WHAT THE TASK ASKS: The entries must be retyped exactly, down to the last line.

Point-per-instance localization data
++++

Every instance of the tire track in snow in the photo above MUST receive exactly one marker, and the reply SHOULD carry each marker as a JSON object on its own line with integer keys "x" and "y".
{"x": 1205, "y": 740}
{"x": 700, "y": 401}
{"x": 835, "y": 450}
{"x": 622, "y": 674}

++++

SOLUTION TO THIS EXERCISE:
Every instance of the tire track in snow in the photo above MUST receive exactly one marker, and the reply SHOULD carry each marker as a JSON object on its own line with integer keys "x" and "y".
{"x": 1205, "y": 740}
{"x": 700, "y": 401}
{"x": 835, "y": 450}
{"x": 622, "y": 674}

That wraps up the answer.